**Written task:** Arrange every one of the entries below as a Markdown table with two columns, Row and Line: number the rows in order and put one line in each, skipping blank lines. Leave the pictures out.

**Records supplied:**
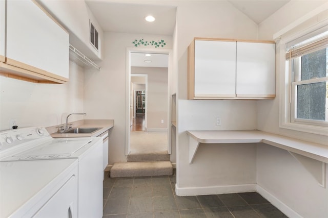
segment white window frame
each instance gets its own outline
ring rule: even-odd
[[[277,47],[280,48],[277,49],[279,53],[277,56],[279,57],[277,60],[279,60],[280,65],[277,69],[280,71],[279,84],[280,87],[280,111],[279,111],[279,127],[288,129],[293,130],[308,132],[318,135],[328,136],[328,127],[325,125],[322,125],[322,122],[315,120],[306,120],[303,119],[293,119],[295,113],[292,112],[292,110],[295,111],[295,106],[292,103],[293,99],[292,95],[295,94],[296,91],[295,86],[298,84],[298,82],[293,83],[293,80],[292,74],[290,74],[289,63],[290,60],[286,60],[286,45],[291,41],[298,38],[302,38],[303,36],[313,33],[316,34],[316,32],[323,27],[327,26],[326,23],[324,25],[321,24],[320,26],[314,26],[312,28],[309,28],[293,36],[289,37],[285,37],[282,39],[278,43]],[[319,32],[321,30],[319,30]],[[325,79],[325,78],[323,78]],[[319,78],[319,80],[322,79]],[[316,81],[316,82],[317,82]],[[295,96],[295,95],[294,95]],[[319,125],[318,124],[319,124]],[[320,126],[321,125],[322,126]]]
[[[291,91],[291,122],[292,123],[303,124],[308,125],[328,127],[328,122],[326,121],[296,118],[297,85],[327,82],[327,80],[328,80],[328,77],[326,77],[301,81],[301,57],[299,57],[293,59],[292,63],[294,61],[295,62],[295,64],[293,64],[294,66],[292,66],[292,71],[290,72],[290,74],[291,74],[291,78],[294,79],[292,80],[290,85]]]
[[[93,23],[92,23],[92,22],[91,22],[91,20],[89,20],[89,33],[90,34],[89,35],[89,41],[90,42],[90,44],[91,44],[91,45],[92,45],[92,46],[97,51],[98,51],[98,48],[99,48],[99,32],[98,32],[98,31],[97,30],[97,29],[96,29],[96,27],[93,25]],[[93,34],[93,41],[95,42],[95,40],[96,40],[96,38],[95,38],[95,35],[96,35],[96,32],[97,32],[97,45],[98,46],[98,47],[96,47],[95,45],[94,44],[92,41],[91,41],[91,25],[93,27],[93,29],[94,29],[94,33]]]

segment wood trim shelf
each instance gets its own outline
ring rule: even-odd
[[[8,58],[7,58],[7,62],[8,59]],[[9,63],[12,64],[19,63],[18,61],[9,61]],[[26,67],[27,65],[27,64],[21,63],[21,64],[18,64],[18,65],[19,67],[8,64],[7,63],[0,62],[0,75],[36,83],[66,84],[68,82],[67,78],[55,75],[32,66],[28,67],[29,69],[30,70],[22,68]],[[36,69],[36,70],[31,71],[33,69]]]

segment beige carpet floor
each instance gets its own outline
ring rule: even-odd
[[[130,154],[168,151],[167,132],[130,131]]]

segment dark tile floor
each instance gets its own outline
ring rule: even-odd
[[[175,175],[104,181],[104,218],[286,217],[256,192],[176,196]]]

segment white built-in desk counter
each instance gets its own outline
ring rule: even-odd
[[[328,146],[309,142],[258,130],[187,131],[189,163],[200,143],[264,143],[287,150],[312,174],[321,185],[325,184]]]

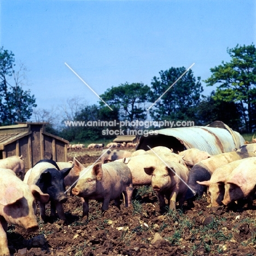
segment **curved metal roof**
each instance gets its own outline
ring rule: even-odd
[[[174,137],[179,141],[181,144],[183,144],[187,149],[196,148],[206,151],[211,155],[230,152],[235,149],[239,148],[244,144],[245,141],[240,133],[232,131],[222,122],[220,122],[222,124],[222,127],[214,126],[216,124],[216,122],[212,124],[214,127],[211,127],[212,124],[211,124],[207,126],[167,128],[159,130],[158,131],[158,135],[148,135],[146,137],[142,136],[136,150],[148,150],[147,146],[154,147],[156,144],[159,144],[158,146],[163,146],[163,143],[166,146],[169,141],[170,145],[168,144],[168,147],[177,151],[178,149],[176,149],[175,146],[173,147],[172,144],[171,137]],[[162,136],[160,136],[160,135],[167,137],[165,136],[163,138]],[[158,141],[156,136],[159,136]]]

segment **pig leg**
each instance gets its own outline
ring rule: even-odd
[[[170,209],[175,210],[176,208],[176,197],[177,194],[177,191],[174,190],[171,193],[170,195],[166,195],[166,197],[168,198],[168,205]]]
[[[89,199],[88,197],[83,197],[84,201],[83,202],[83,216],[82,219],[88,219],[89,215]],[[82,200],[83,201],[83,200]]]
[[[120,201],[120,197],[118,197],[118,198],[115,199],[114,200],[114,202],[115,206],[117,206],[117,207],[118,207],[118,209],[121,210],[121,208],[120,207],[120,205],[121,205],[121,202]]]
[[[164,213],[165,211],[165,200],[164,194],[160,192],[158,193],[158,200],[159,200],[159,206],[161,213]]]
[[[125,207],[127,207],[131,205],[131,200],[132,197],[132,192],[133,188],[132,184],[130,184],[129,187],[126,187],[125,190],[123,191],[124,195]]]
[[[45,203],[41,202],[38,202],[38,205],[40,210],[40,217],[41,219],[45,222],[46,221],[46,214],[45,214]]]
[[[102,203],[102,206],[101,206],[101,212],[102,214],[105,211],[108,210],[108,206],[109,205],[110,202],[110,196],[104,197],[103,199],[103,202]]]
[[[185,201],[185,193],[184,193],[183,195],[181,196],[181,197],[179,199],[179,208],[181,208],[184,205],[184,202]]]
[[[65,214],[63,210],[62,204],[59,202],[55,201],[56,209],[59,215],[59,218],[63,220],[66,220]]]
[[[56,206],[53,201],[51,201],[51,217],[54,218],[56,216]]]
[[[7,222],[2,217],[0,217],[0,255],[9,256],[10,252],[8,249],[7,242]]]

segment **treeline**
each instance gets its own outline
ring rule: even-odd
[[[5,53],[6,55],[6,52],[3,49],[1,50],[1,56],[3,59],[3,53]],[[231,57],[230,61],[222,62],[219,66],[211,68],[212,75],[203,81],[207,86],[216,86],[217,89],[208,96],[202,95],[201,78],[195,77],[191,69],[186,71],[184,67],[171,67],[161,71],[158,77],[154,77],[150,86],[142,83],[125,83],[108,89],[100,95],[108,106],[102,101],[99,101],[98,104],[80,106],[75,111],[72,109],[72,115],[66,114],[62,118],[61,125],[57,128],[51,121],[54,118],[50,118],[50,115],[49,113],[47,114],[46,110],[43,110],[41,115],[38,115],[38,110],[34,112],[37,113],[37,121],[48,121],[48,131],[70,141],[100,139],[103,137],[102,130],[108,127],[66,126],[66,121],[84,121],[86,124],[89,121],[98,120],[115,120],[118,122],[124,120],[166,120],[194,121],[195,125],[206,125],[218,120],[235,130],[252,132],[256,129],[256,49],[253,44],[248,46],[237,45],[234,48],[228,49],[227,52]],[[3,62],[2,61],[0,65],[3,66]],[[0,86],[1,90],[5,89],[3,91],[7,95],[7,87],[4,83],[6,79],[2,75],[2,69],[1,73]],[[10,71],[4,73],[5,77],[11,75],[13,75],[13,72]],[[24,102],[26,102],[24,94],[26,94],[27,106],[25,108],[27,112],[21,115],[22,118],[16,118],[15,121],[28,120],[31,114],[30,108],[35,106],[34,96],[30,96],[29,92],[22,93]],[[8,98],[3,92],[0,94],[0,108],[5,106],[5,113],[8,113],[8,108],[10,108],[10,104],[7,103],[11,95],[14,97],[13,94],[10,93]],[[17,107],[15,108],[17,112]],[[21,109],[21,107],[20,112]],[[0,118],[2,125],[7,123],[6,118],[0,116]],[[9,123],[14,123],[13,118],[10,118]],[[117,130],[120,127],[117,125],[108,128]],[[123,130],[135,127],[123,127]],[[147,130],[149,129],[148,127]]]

**Written response:**
| Row | Line |
|---|---|
| 1 | segment white window frame |
| 2 | each instance gets its own outline |
| 3 | ring rule: even-odd |
| 4 | [[[277,47],[280,48],[277,49],[279,53],[277,56],[279,57],[277,60],[279,60],[280,65],[277,69],[280,71],[279,84],[280,87],[280,111],[279,111],[279,127],[288,129],[293,130],[308,132],[318,135],[328,136],[328,127],[325,125],[322,125],[322,122],[315,120],[306,120],[303,119],[293,119],[295,113],[292,112],[292,110],[295,111],[295,106],[292,103],[293,99],[292,95],[295,94],[296,91],[295,86],[298,84],[298,82],[293,83],[293,80],[292,74],[290,74],[289,63],[290,60],[286,60],[286,45],[291,41],[298,38],[302,38],[303,36],[313,33],[316,34],[316,32],[323,27],[327,26],[326,23],[324,25],[321,24],[320,26],[314,26],[312,28],[309,28],[293,36],[289,37],[285,37],[282,39],[278,43]],[[319,32],[321,30],[319,30]],[[325,79],[325,78],[323,78]],[[319,78],[319,80],[322,79]],[[316,81],[316,82],[317,82]],[[295,96],[295,95],[294,95]],[[319,125],[318,124],[319,124]],[[320,126],[321,125],[322,126]]] |
| 5 | [[[291,91],[291,122],[292,123],[303,124],[308,125],[328,127],[328,122],[326,121],[296,118],[297,85],[327,82],[327,80],[328,80],[328,77],[326,77],[301,81],[301,57],[299,57],[293,59],[292,63],[294,61],[295,62],[295,64],[293,64],[294,66],[292,66],[292,71],[290,72],[290,74],[291,74],[291,78],[294,79],[292,80],[290,85]]] |
| 6 | [[[93,23],[92,23],[92,22],[91,22],[91,20],[89,20],[89,33],[90,34],[89,35],[89,41],[90,42],[90,44],[91,44],[91,45],[92,45],[92,46],[97,51],[98,51],[98,48],[99,48],[99,32],[98,32],[98,31],[97,30],[97,29],[96,29],[96,27],[93,25]],[[93,34],[93,41],[95,42],[95,40],[96,40],[96,38],[95,38],[95,35],[96,35],[96,32],[97,32],[97,45],[98,46],[98,47],[96,47],[95,45],[94,44],[92,41],[91,41],[91,25],[93,27],[93,29],[94,29],[94,33]]] |
| 7 | segment wood trim shelf |
| 8 | each instance gets its own outline |
| 9 | ring rule: even-odd |
| 10 | [[[8,58],[7,58],[7,62],[8,59]],[[9,63],[12,64],[19,63],[18,61],[9,61]],[[26,67],[27,65],[27,64],[21,63],[21,64],[18,64],[18,65],[19,67],[8,64],[7,63],[0,62],[0,75],[36,83],[66,84],[68,82],[67,78],[55,75],[32,66],[28,67],[29,69],[30,70],[22,68]],[[36,69],[36,70],[31,71],[33,69]]] |
| 11 | segment beige carpet floor |
| 12 | each instance gets its own outline |
| 13 | ring rule: even-odd |
| 14 | [[[130,154],[168,151],[167,132],[130,131]]] |
| 15 | segment dark tile floor |
| 16 | each instance gets its own outline |
| 17 | ring rule: even-odd |
| 18 | [[[175,175],[104,181],[104,218],[286,217],[256,192],[176,196]]] |
| 19 | segment white built-in desk counter |
| 20 | each instance gets its own outline |
| 21 | ring rule: even-odd |
| 22 | [[[328,146],[309,142],[258,130],[187,131],[189,163],[200,143],[264,143],[287,150],[312,174],[321,185],[325,184]]] |
| 23 | segment **curved metal roof** |
| 24 | each instance gets its own outline |
| 25 | ring rule: even-odd |
| 26 | [[[174,137],[179,141],[181,144],[183,144],[187,149],[196,148],[206,151],[211,155],[230,152],[235,149],[239,148],[244,144],[245,141],[240,133],[232,131],[222,122],[220,122],[222,124],[222,127],[214,126],[216,124],[216,122],[212,124],[214,127],[211,127],[212,124],[211,124],[207,126],[167,128],[159,130],[158,131],[158,135],[148,135],[146,137],[142,136],[136,150],[148,150],[147,146],[154,147],[156,144],[159,144],[158,146],[163,146],[163,143],[166,146],[169,141],[170,145],[168,144],[168,147],[177,151],[178,149],[176,149],[175,146],[173,147],[172,144],[171,137]],[[162,136],[160,136],[160,135],[167,137],[165,136],[163,138]],[[158,141],[156,136],[159,136]]] |
| 27 | segment **pig leg** |
| 28 | each instance gets its own outline |
| 29 | ring rule: even-odd |
| 30 | [[[170,209],[175,210],[176,208],[176,197],[177,194],[177,191],[174,190],[171,193],[170,195],[166,195],[166,197],[168,198],[168,205]]] |
| 31 | [[[89,199],[88,197],[83,197],[84,201],[83,202],[83,216],[82,219],[88,219],[89,215]],[[82,200],[83,201],[83,200]]] |
| 32 | [[[120,201],[120,197],[118,197],[118,198],[115,199],[114,200],[114,202],[115,206],[117,206],[117,207],[118,207],[118,209],[121,210],[121,208],[120,207],[120,205],[121,205],[121,202]]] |
| 33 | [[[164,213],[165,211],[165,200],[164,194],[160,192],[158,193],[158,200],[159,200],[159,206],[161,213]]] |
| 34 | [[[125,207],[127,207],[131,205],[131,200],[132,197],[132,192],[133,188],[132,184],[130,184],[129,187],[126,187],[125,190],[123,191],[124,195]]] |
| 35 | [[[45,203],[41,202],[38,202],[38,205],[40,210],[40,217],[41,219],[45,222],[46,221],[46,214],[45,214]]] |
| 36 | [[[102,203],[102,206],[101,206],[101,212],[102,214],[105,211],[108,210],[108,206],[109,205],[110,202],[110,196],[104,197],[103,199],[103,202]]] |
| 37 | [[[185,201],[185,193],[184,193],[183,195],[181,196],[181,197],[179,199],[179,208],[181,208],[184,205],[184,202]]] |
| 38 | [[[65,214],[63,210],[62,204],[59,202],[55,201],[56,209],[59,215],[59,218],[63,220],[66,220]]] |
| 39 | [[[56,206],[53,201],[51,201],[51,217],[54,218],[56,216]]] |
| 40 | [[[7,222],[2,217],[0,217],[0,255],[9,256],[10,252],[8,249],[7,242]]] |
| 41 | segment **treeline** |
| 42 | each instance gets its own outline |
| 43 | ring rule: even-odd |
| 44 | [[[5,53],[6,55],[6,52],[3,49],[1,50],[1,56],[3,59],[3,53]],[[231,57],[230,61],[222,62],[219,66],[211,68],[212,75],[203,81],[207,86],[216,86],[217,89],[208,96],[202,95],[201,78],[195,77],[191,69],[186,71],[184,67],[171,67],[161,71],[158,77],[154,77],[150,86],[142,83],[125,83],[108,89],[100,95],[108,106],[102,101],[99,101],[98,104],[80,106],[75,111],[72,109],[72,115],[66,114],[62,118],[61,125],[57,128],[51,121],[54,118],[50,118],[50,115],[49,113],[47,114],[46,110],[43,110],[41,115],[38,115],[38,110],[34,112],[37,113],[37,121],[48,121],[48,131],[70,141],[100,139],[103,137],[102,130],[108,127],[66,126],[66,121],[84,121],[86,124],[89,121],[98,120],[115,120],[118,122],[124,120],[166,120],[194,121],[195,125],[206,125],[218,120],[235,130],[252,132],[256,129],[256,49],[253,44],[248,46],[237,45],[234,48],[228,49],[227,52]],[[3,62],[2,61],[0,65],[3,66]],[[0,86],[1,90],[5,89],[3,91],[7,95],[7,87],[4,83],[6,79],[2,75],[2,69],[1,73]],[[10,71],[4,73],[5,77],[11,75],[13,75],[13,72]],[[24,102],[26,102],[24,94],[26,94],[27,106],[25,108],[27,112],[21,115],[22,118],[16,118],[15,121],[28,120],[31,114],[30,108],[35,106],[34,96],[30,96],[29,92],[22,93]],[[8,98],[3,92],[0,94],[0,108],[5,106],[5,113],[8,113],[8,108],[10,108],[10,104],[7,103],[11,95],[14,97],[13,94],[10,93]],[[17,107],[15,108],[17,112]],[[21,109],[21,107],[20,112]],[[0,118],[2,125],[7,123],[6,118],[0,116]],[[9,123],[14,123],[13,118],[10,118]],[[117,130],[120,127],[117,125],[108,128]],[[123,130],[135,127],[123,127]],[[147,130],[149,129],[148,127]]] |